# Excerpt provided
━━━━━━━━━━━━━━━━━━━━

Hungarian-born Hollywood cinematographer Vilmos Zsigmond is dead at 85

His Russian-born business partner Yuri Neyman announced that Vilmos Zsigmond died on New Year’s Day. He was 85. Zsigmond’s wife is writer Susan Roether of Big Sur, California.

Zsigmond became Hollywood’s star cinematographer after winning an Oscar for “Close Encounters of the Third Kind” in 1978. He also received Oscar nominations for “The Deer Hunter” (1979), “The River” (1984) and the “The Black Dahlia” (2006).

Zsigmond was born in Hungary in 1930, he graduated from the Budapest Film School in 1955 and left the country during the 1956 revolution. With his lifelong friend and fellow cinematographer, László Kovács, he smuggled out important footages of the Hungarian Revolution. Zsigmond made his way to California, where he first worked on low-budget horror and exploitation movies. His first break was his collaboration with legendary director Robert Altman on “McCabe & Mrs. Miller” and “The Long Goodbye.”

Vilmos Zsigmond behind the camera in the 1970s.

Vilmos Zsigmond behind the camera in the 1970s.

━━━━━━━━━━━━━━━━━━━━

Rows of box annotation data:

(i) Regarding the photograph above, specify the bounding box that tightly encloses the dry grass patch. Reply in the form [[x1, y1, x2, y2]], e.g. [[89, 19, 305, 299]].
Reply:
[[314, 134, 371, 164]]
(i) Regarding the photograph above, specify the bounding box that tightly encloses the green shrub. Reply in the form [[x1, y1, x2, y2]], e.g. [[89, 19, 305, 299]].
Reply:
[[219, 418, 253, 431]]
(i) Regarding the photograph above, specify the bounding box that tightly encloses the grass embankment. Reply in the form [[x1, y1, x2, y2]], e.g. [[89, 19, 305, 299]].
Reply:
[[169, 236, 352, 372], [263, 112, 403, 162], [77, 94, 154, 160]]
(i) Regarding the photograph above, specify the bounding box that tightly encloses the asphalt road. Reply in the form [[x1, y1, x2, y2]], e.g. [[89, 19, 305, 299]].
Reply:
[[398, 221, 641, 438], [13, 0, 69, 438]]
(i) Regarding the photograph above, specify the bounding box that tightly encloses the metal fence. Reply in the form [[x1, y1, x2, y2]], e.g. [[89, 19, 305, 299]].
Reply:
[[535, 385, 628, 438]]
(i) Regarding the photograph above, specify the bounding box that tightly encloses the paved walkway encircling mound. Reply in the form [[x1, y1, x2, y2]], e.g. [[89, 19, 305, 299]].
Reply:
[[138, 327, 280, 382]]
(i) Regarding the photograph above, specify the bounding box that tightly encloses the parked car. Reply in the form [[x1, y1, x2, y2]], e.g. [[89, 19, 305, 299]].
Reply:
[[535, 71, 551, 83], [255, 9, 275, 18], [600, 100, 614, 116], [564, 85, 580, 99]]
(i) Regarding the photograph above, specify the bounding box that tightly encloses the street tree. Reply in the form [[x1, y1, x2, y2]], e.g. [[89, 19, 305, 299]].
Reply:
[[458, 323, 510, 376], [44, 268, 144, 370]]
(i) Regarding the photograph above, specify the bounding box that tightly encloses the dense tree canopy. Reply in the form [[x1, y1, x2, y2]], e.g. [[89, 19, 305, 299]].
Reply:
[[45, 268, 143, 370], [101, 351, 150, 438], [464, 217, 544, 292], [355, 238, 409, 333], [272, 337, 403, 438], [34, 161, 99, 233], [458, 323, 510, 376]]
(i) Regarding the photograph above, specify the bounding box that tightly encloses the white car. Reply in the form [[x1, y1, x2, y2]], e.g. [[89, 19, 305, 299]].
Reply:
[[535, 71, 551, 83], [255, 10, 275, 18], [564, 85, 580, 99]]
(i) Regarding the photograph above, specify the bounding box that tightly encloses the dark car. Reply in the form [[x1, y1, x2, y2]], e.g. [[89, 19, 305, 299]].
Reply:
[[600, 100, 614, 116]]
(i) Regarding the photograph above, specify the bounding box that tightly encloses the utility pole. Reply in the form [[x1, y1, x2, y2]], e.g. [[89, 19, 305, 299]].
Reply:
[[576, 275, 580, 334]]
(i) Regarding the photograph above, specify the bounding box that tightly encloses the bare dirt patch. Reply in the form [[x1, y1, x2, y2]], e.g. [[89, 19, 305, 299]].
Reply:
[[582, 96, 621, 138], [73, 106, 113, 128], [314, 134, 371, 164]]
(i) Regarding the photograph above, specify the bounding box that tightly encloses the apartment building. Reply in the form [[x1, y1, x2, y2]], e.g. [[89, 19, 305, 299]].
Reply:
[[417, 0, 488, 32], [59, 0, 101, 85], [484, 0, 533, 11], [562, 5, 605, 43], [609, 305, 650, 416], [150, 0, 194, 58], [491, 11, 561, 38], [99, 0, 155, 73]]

━━━━━━━━━━━━━━━━━━━━

# Set of tasks
(1) Answer these questions about the obituary of Vilmos Zsigmond:
(a) Who announced Zsigmond's death?
(b) For which film did Zsigmond win an Oscar?
(c) In what year did he graduate from the Budapest Film School?
(2) Which film titles does the Zsigmond obituary name? List every one.
(3) Extend the Zsigmond obituary from where it stops.

# Solved problems
(1)
(a) His business partner Yuri Neyman
(b) "Close Encounters of the Third Kind"
(c) 1955

(2)
- Close Encounters of the Third Kind
- The Deer Hunter
- The River
- The Black Dahlia
- McCabe & Mrs. Miller
- The Long Goodbye

(3)
The real breakthrough in his career came after meeting director Steven Spielberg. They had a volatile relationship while filming “Close Encounters of the Third Kind” which was nominated for seven Oscars in 1978. Zsigmond won for his revolutionary and creative cinematography; but Spielberg was denied the Oscar for Best Director. The movie was a runaway success but the relationship with Spielberg had soured, and Zsigmond never worked with him again.

He also made movies with Woody Allen, Michael Cimino, Marty Scorsese, Brian de Palma and George Miller. In a Rolling Stone interview he said that “a cinematographer can only be as good as the director” and in 1992 Zsigmond himself tried his hand at directing. His directorial debut “The Long Shadow,” starring Michael York and Liv Ullman, was a flop. He was successful in shooting television specials, like “Stalin,” starring Robert Duvall which won an American Society of Cinematographers award. He also worked with Hungarian-American actor-director Endre Hules in 2011; he shot “The Maiden Danced to Death.”

Zsigmond was hardworking and busy during his entire career. He worked on films like “Sliver,” “The Crossing Guard” and “Intersection”; “Maverick” and “Assassins,” both for Richard Donner; “The Ghost and the Darkness”; and “Playing by Heart.” He even started a business venture with Yuri Neyman called Global Cinematography Institute to train cinematographers.

In his last years Zsigmond had contacts within Hungary’s right-wing circles. I never understood why he gave his name to a nationalist calendar project run by New York based right-wing activist Mr. Ákos Szilágyi and he even sponsored a promotional event with controversial journalist Mr. Zsolt Bayer. (A couple of months ago I contacted his office about this but never received an answer.)

In 2013 Vilmos Zsigmond shared the stage with Zsolt Bayer and Csaba Hende in Budapest.

In 2013 Vilmos Zsigmond shared the stage with Zsolt Bayer and Csaba Hende in Budapest.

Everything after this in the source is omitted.